▶ [EXERCISE REQUIREMENTS]
The output must match the entries below exactly.

▶ [INPUT RECORDS]

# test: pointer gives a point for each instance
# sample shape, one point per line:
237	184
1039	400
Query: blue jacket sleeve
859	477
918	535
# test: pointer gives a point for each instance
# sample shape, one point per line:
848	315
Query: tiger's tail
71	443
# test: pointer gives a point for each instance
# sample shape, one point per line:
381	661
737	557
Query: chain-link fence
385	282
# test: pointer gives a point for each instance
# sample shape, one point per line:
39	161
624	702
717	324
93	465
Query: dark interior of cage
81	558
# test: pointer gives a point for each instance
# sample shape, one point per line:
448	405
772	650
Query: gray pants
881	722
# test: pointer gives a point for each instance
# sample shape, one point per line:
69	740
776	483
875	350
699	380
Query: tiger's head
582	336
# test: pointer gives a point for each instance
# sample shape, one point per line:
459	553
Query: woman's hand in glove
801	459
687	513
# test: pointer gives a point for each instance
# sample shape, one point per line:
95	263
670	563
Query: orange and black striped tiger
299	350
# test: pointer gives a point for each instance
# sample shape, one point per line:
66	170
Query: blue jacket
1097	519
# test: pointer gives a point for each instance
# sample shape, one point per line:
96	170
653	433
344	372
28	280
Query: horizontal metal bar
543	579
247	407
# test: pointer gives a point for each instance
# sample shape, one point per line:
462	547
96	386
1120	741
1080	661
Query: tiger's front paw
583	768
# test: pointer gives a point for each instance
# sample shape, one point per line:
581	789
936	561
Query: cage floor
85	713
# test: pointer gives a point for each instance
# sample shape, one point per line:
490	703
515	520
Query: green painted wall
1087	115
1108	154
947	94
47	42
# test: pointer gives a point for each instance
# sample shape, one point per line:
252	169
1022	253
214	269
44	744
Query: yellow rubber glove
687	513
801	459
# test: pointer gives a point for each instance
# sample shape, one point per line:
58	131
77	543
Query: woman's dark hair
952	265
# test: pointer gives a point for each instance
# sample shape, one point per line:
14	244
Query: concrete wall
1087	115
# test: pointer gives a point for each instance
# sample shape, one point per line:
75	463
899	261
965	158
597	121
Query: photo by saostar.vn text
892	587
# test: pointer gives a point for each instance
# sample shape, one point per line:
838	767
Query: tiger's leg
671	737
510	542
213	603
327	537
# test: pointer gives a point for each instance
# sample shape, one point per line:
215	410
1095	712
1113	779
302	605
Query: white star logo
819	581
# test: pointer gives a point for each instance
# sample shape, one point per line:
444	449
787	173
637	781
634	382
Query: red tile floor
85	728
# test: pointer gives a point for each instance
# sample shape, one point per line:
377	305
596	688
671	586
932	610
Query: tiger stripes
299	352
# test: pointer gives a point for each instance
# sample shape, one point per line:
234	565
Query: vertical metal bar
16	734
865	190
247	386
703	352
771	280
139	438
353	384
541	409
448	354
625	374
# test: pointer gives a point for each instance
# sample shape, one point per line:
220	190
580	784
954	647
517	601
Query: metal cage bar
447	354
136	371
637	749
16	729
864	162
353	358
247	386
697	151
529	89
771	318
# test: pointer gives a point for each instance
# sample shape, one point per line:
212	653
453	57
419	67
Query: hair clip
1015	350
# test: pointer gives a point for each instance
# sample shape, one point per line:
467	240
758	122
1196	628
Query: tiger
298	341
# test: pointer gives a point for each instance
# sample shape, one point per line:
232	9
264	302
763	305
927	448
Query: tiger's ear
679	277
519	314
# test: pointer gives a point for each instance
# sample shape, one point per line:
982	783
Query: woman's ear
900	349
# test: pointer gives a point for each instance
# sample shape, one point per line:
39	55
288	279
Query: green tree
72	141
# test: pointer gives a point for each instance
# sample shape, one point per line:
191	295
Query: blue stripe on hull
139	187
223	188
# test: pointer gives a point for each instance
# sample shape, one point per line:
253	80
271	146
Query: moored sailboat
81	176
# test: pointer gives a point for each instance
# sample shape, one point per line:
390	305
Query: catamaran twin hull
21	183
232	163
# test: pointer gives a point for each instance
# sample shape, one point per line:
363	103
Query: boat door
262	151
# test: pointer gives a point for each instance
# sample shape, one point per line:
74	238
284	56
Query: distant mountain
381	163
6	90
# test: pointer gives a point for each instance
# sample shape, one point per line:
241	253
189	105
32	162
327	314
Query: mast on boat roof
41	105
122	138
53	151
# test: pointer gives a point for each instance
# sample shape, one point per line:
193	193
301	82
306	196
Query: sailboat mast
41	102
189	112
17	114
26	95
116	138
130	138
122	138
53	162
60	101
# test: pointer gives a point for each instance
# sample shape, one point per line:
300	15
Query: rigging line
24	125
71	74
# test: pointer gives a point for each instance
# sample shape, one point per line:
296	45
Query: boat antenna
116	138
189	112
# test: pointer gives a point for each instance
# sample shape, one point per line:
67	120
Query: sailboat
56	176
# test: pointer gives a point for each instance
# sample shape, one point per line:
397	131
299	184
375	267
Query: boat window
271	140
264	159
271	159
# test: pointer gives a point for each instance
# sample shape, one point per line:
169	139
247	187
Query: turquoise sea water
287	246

▶ [RESPONSE TO THIS TASK]
# test: pointer gives a point for each instance
# sample shape, one point per line:
237	184
1039	400
Query: blue jacket sleeve
859	477
918	535
# test: pointer gives a point for each instance
# sample shape, one point per line:
848	315
Query: tiger's tail
71	443
# test: pointer gives a point for each instance
# sample shape, one point per line:
381	661
737	557
Query: chain-link fence
385	282
# test: pointer gives a point for each instance
# sample shape, one point per line:
39	161
624	702
717	324
93	465
Query: dark interior of cage
81	558
# test: pointer gives a point for each instance
# sample shape, one point per line:
448	405
772	650
Query: gray pants
881	722
# test: pointer gives a point for each instance
# sample shape, one point per line:
69	740
776	483
875	350
699	380
Query: tiger's head
582	336
# test: pointer gives a point for each instance
# sample shape, one point per line:
459	553
Query: woman's hand in glove
801	459
687	513
# test: pointer gives a point for each instance
# sample shape, one point per line:
95	263
670	563
Query: orange and black striped tiger
299	350
# test: pointer gives a point for each instance
# sample shape, one point per line:
66	170
Query: blue jacket
1097	519
# test: pointer gives a point for each instance
# sample shape, one point per line:
96	170
653	433
344	372
28	280
Query: horizontal metal bar
543	579
247	407
# test: pointer gives a point for each instance
# sample shape, one point per line:
462	547
96	386
1120	741
1080	661
Query: tiger's front paw
583	768
# test: pointer gives a point for each instance
# sample shape, one point per line:
581	789
936	561
Query: cage floor
85	713
# test: pointer gives a point for each instance
# sample shape, one point per line:
490	703
515	520
Query: green painted wall
1087	115
1108	154
947	94
47	42
# test: pointer gives a point for each instance
# sample shape, one point per line:
252	169
1022	253
214	269
44	744
Query: yellow rubber glove
687	513
801	459
# test: pointer gives a point for each instance
# sample shape, one point per line:
58	131
77	543
Query: woman's dark hair
952	265
# test: pointer gives a point for each instance
# sample shape, one point per line:
14	244
Query: concrete wall
1087	115
# test: pointer gives a point for each instance
# sample shape, one point per line:
75	463
899	261
965	158
597	121
Query: photo by saostar.vn text
892	587
# test: pointer gives a point for each instance
# sample shape, one point per line:
838	767
Query: tiger's leg
671	737
510	542
213	603
327	537
# test: pointer gives a point for each instance
# sample shape, one point per line:
215	410
1095	712
1113	779
302	605
Query: white star logo
819	581
# test: pointer gives a point for each instance
# sample shape, one point per line:
444	449
787	173
637	781
634	382
Query: red tile floor
85	728
# test: pointer gives a point for each instance
# sample shape, one point per line:
377	305
596	688
671	586
932	610
Query: tiger stripes
299	352
# test: pointer gives a point for each instance
# sample shape, one point per line:
234	565
Query: vertical metal bar
16	734
865	190
247	386
703	352
771	280
139	438
353	384
541	409
448	354
625	374
# test: pointer gives a point for each instance
# sample shape, one point per line:
220	190
580	784
954	647
517	601
Query: metal cage bar
447	354
136	371
637	749
16	729
864	162
353	358
247	386
697	151
529	89
771	318
# test: pointer gives a point for each instance
# sample shape, one point per line:
212	653
453	57
419	67
Query: hair clip
1015	350
# test: pointer gives a point for each instance
# sample shape, one point per line:
467	240
758	122
1196	628
Query: tiger
298	341
# test: pointer gives a point for each instance
# sample shape, one point per line:
232	9
264	302
763	305
927	448
Query: tiger's ear
679	277
519	314
# test: pointer gives a point for each instance
# sample shape, one point per line:
982	783
Query: woman's ear
900	349
# test: pointer gives a point for each instance
# sample shape, one point per line:
39	55
288	279
Query: green tree
72	141
# test: pointer gives a point for each instance
# sample shape, one point per line:
191	295
Query: blue stripe on hull
139	187
223	188
# test: pointer gives a point for each instance
# sample shape, one point per line:
253	80
271	146
Query: moored sailboat
81	176
# test: pointer gives a point for each instance
# sample shape, one point per line:
390	305
Query: catamaran twin hull
21	183
232	163
# test: pointer gives a point for each instance
# sample shape, one point per line:
363	103
Query: boat door
262	151
# test: pointer gives a point for each instance
# sample shape, one point per line:
74	238
284	56
Query: distant mountain
381	163
6	90
# test: pointer gives a point for each instance
# sample shape, one point per line:
241	253
189	105
32	162
327	314
Query: mast on boat roof
41	105
122	138
53	151
# test: pointer gives a point for each instance
# sample shape, one point per line:
193	193
301	82
306	196
Query: sailboat mast
41	102
189	112
17	114
26	95
116	138
130	138
122	138
53	162
60	101
# test: pointer gives a point for each instance
# sample shape, one point per line:
300	15
Query: rigging line
24	125
71	74
# test: pointer gives a point for each instance
# sample shape, one point per line:
296	45
Query: boat antenna
116	138
189	112
# test: pointer gives a point for each instance
# sample shape, one point per line:
67	120
Query: sailboat
56	176
# test: pointer gives a point for each instance
# sample shape, one point per line:
397	131
299	184
375	267
Query: boat window
271	140
264	159
271	159
# test: pointer gives a point for each instance
# sample shape, one point per line:
169	139
247	187
Query: turquoise sea water
287	246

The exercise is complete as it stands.